### Artikel
#####

Darum geht es: Die neue Drei-Parteien-Regierung in Österreich will den Familiennachzug für anerkannte Asylberechtigte weitgehend aussetzen. Kanzler Christian Stocker (ÖVP) kündigte im ORF-Fernsehen an, dass nur noch ein letzter Schritt des Innenministeriums fehle, um die Massnahme umzusetzen. Begründet wird der Entscheid mit einer migrationspolitischen Notlage, die das Bildungssystem überfordere.
So argumentiert Österreichs Regierung: Laut EU-Recht können Mitgliedsstaaten europäische Vorgaben umgehen, wenn die öffentliche Ordnung oder innere Sicherheit gefährdet ist. Die Regierung argumentiert, dass die Integration – insbesondere von syrischen und afghanischen Familien – zunehmend schwieriger werde. Fehlende Deutschkenntnisse in Schulen seien ein Problem, das langfristig die gesellschaftliche Stabilität gefährden könne.

#####

Einige Datensätze
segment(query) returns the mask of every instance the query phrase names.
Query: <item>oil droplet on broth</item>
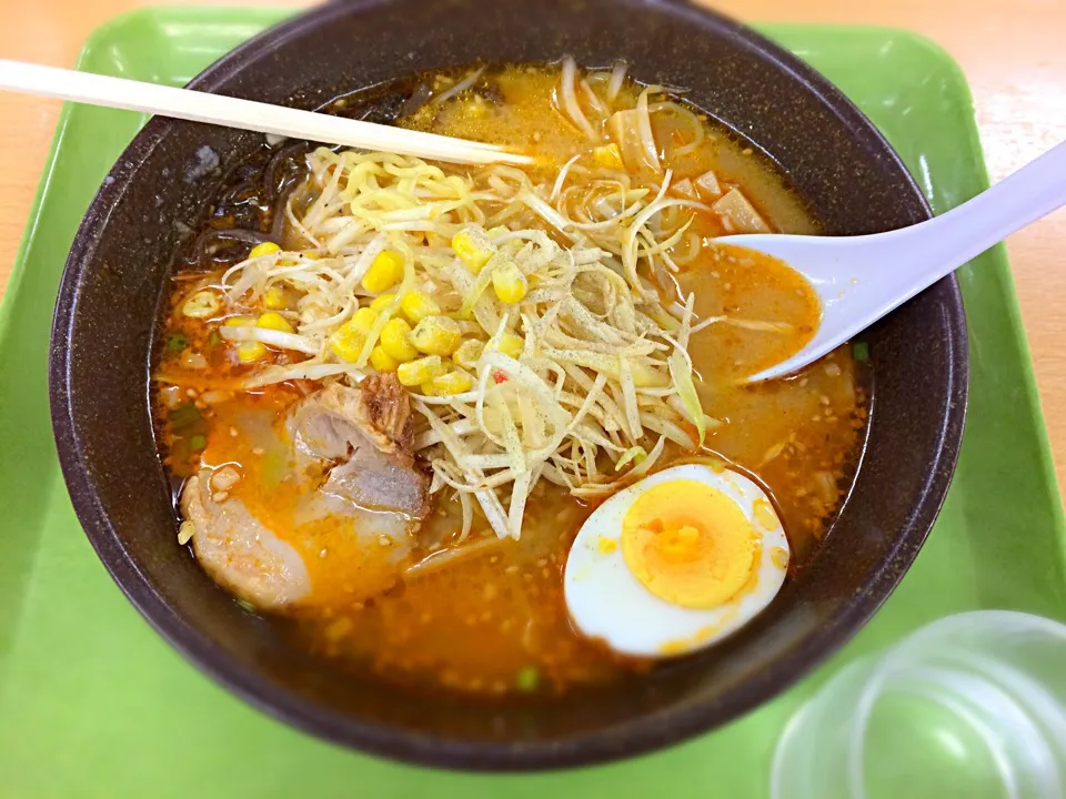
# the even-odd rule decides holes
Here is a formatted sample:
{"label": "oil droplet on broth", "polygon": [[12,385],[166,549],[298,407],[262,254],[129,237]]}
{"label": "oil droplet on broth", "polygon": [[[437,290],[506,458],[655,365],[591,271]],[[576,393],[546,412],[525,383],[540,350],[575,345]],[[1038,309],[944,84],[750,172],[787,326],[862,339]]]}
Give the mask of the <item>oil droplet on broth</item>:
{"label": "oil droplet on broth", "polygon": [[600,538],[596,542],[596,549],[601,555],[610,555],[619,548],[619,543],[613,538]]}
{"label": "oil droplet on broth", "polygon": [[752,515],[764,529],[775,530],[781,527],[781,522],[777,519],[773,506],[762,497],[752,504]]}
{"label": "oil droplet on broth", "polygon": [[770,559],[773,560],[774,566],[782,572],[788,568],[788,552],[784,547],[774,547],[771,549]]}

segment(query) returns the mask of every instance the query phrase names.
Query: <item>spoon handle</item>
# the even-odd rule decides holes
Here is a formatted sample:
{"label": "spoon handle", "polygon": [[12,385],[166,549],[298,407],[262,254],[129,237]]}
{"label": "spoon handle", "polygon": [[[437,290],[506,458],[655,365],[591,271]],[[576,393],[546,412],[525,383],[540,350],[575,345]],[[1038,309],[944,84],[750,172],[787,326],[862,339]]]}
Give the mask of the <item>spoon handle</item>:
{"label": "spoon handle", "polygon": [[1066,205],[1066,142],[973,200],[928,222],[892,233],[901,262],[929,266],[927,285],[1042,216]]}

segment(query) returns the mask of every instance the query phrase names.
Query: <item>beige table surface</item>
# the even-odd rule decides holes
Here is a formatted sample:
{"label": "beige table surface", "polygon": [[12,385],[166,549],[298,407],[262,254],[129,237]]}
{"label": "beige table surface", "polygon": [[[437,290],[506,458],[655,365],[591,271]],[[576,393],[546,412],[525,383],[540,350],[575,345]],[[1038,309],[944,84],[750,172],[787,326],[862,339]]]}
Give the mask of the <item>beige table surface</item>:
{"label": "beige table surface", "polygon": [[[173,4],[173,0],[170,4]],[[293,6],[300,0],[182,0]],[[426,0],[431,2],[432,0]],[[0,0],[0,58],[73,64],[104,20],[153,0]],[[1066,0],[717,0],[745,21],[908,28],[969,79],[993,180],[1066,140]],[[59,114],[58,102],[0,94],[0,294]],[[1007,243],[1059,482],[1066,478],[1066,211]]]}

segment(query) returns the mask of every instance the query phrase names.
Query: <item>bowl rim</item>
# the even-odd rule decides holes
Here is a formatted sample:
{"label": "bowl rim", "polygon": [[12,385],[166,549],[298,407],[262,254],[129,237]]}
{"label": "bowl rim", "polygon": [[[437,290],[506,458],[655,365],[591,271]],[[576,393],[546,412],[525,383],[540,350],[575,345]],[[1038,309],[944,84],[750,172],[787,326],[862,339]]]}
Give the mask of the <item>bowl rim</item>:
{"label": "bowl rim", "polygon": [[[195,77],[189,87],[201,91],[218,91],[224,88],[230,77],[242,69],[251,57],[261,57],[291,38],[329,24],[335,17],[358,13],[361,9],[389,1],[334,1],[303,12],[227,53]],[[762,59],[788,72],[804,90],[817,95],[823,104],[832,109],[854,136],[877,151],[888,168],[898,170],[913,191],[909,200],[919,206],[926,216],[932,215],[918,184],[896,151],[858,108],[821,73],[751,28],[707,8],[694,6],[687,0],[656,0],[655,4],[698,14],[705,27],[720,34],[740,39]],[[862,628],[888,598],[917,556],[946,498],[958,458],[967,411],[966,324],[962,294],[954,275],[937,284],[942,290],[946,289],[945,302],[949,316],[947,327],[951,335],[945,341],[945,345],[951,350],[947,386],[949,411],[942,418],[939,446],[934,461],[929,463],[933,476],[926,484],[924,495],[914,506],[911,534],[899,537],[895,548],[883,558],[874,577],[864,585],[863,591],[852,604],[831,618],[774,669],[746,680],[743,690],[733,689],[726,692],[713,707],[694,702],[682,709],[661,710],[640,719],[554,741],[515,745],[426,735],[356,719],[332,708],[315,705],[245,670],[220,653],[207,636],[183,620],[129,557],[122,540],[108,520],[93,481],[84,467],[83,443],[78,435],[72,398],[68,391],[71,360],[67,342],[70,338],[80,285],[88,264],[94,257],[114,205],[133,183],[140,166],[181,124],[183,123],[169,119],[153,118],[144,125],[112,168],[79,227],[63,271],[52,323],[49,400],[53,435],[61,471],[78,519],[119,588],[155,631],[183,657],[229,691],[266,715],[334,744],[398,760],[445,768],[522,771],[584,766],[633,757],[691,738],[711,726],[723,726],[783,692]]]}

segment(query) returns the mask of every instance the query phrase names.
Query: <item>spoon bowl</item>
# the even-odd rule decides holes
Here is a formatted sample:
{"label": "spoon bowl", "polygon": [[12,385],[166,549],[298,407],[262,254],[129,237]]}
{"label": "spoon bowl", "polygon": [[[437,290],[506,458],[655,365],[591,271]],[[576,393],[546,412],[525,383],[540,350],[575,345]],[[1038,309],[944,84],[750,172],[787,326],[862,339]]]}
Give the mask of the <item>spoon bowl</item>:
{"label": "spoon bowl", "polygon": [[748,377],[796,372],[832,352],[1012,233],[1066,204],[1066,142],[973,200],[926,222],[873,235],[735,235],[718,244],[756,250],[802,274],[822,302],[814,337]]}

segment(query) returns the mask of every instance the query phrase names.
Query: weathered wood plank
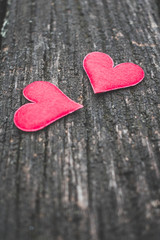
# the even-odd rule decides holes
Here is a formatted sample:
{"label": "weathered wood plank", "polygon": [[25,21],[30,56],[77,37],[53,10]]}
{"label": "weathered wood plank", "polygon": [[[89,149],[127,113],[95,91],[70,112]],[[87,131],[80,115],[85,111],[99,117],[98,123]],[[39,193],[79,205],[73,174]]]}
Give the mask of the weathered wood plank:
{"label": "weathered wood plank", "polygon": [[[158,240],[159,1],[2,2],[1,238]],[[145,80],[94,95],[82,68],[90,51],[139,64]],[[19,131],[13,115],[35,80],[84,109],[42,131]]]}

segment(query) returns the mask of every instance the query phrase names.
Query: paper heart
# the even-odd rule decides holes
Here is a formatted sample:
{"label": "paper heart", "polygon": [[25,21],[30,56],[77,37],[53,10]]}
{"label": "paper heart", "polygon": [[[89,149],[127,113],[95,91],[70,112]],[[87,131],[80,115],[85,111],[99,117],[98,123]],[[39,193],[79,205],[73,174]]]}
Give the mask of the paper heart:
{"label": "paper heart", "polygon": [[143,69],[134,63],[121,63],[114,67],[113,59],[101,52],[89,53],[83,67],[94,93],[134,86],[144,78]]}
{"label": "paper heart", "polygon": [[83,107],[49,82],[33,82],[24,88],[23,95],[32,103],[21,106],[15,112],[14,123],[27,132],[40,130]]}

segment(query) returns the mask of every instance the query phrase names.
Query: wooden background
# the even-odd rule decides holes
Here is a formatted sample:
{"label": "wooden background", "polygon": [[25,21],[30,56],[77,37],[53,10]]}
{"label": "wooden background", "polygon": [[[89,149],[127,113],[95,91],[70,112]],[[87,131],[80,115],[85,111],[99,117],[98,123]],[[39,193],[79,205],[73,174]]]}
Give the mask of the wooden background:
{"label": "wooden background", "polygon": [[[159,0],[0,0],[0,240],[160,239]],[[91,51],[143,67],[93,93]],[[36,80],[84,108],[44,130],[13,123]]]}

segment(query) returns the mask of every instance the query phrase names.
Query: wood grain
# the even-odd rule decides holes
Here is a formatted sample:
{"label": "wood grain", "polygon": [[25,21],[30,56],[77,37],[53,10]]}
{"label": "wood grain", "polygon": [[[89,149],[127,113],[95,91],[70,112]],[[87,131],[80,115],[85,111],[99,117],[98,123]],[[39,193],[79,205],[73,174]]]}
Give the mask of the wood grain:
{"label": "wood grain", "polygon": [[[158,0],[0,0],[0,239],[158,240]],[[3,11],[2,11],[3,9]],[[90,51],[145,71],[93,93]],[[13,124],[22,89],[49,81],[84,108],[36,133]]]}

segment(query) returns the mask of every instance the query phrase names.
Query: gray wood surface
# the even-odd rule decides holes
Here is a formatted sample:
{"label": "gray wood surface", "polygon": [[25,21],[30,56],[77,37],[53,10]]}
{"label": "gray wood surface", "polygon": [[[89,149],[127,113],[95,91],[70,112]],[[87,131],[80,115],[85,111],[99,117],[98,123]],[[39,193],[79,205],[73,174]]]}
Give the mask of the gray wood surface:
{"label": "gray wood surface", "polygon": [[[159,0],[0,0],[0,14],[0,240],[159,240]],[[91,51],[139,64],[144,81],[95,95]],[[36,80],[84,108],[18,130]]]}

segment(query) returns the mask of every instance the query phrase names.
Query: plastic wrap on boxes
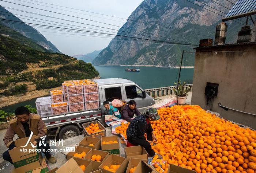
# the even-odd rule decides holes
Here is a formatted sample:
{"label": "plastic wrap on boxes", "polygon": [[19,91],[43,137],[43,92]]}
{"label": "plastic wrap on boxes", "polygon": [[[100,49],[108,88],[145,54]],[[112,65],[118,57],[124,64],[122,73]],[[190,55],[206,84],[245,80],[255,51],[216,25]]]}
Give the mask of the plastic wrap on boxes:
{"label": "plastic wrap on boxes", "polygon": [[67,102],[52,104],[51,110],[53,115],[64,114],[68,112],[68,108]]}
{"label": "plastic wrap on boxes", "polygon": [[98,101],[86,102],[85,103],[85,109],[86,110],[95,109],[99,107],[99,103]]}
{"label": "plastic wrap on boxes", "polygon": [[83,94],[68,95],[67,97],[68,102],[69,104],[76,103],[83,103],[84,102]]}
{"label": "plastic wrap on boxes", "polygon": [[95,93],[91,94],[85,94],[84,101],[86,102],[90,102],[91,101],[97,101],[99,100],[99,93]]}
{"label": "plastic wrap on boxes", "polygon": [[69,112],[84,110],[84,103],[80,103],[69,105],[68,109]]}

#####

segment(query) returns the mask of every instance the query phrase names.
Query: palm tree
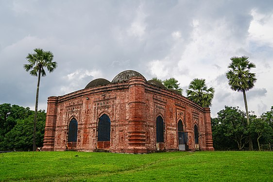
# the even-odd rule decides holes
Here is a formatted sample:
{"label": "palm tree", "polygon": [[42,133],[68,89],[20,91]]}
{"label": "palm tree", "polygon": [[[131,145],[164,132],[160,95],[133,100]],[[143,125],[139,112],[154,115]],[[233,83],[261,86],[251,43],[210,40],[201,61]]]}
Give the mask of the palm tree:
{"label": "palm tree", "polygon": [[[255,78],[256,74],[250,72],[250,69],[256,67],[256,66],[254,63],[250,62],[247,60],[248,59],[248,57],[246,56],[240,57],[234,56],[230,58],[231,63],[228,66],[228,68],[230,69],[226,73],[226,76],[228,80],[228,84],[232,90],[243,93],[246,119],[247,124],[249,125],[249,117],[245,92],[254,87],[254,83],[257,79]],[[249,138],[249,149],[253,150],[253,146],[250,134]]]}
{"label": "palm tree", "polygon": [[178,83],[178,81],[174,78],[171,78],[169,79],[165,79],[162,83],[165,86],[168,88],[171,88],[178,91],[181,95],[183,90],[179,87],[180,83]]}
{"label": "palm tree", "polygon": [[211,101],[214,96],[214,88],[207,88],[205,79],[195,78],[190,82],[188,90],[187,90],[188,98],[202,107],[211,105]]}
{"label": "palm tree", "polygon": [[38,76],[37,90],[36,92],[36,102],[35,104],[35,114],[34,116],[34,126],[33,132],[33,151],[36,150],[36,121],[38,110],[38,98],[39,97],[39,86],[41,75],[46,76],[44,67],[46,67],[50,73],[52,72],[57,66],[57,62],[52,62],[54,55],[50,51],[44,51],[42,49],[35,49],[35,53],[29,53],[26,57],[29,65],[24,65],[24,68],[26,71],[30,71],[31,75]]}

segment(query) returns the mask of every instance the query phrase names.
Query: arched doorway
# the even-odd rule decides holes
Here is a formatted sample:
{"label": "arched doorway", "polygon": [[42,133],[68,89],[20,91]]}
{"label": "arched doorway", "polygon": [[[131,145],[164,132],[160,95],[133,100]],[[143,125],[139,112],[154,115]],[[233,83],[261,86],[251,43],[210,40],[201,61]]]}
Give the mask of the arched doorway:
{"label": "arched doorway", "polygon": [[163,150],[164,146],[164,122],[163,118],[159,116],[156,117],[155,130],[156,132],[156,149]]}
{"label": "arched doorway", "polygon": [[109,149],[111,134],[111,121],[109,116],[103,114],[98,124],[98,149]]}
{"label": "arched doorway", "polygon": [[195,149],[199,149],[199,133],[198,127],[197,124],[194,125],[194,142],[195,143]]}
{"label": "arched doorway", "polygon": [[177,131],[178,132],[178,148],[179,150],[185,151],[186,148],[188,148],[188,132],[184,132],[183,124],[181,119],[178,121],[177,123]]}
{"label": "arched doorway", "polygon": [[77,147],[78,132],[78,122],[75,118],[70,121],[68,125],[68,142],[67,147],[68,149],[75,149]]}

#####

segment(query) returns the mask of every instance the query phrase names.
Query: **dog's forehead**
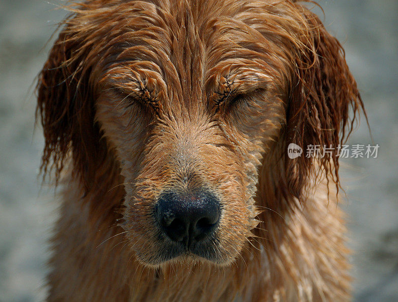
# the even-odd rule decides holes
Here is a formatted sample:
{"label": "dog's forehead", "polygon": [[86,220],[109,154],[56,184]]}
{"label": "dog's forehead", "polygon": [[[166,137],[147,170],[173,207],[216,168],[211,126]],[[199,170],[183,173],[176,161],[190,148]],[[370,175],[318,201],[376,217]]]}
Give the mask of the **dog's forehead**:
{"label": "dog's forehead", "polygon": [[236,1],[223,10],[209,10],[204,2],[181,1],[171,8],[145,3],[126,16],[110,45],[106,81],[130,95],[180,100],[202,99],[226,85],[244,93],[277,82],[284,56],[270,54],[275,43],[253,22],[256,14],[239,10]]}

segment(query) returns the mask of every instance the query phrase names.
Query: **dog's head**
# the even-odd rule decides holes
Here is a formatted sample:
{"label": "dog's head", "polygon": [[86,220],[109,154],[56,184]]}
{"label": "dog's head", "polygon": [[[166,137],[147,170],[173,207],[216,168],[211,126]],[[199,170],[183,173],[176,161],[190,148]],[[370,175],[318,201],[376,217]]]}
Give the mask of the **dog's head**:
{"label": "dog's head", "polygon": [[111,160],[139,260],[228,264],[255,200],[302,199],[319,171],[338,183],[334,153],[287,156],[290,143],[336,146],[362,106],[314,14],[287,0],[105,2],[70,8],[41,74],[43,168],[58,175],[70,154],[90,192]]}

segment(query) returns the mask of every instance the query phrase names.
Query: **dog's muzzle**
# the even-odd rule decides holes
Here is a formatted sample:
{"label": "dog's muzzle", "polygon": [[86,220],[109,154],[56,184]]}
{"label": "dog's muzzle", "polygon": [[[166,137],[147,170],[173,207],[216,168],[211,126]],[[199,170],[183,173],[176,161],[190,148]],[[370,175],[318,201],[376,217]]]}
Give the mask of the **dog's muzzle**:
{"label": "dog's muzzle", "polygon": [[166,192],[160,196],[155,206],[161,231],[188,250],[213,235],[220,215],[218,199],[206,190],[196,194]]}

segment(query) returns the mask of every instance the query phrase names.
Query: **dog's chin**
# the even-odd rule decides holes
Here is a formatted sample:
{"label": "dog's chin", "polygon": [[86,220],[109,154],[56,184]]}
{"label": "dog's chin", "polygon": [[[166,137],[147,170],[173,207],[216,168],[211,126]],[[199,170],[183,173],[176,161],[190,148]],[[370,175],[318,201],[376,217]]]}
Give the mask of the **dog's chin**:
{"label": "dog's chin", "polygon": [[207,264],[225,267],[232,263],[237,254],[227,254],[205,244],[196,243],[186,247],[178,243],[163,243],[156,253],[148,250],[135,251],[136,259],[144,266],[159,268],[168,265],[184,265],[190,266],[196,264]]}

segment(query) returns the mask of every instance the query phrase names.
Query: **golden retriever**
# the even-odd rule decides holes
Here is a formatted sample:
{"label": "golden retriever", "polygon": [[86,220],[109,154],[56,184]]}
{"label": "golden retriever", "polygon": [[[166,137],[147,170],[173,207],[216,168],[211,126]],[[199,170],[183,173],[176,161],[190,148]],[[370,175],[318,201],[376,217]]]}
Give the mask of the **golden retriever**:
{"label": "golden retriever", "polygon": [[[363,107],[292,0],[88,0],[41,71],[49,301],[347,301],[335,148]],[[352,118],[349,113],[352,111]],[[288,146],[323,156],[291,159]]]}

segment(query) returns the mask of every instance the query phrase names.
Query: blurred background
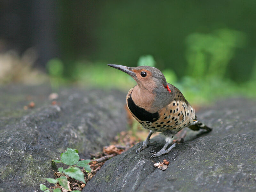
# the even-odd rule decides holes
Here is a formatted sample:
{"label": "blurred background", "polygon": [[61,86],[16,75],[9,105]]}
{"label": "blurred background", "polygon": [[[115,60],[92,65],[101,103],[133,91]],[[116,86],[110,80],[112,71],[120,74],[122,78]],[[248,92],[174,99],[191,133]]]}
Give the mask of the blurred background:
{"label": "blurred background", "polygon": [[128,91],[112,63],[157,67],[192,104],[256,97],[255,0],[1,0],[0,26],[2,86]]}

#####

### Aufgaben zur Übung
1. Beantworte diese Fragen zum Artikel über den Familiennachzug:
(a) Welcher Partei gehört Kanzler Christian Stocker laut Angabe an?
(b) In welchem Medium kündigte er die Maßnahme an?
(c) Die Integration welcher Familien wird laut Regierung zunehmend schwieriger?
2. Bitte gib den Artikel über den Familiennachzug von "Darum geht es: Die" bis "das Bildungssystem überfordere." erneut wieder und ändere dabei "Innenministeriums" in "Justizministeriums".
3. Nenne alle Wörter mit Bindestrich, die im Artikel über den Familiennachzug vorkommen.

### Ergebnisse je Aufgabe
1.
(a) ÖVP
(b) Im ORF-Fernsehen
(c) Syrischer und afghanischer Familien

2.
Darum geht es: Die neue Drei-Parteien-Regierung in Österreich will den Familiennachzug für anerkannte Asylberechtigte weitgehend aussetzen. Kanzler Christian Stocker (ÖVP) kündigte im ORF-Fernsehen an, dass nur noch ein letzter Schritt des Justizministeriums fehle, um die Massnahme umzusetzen. Begründet wird der Entscheid mit einer migrationspolitischen Notlage, die das Bildungssystem überfordere.

3.
Drei-Parteien-Regierung
ORF-Fernsehen
EU-Recht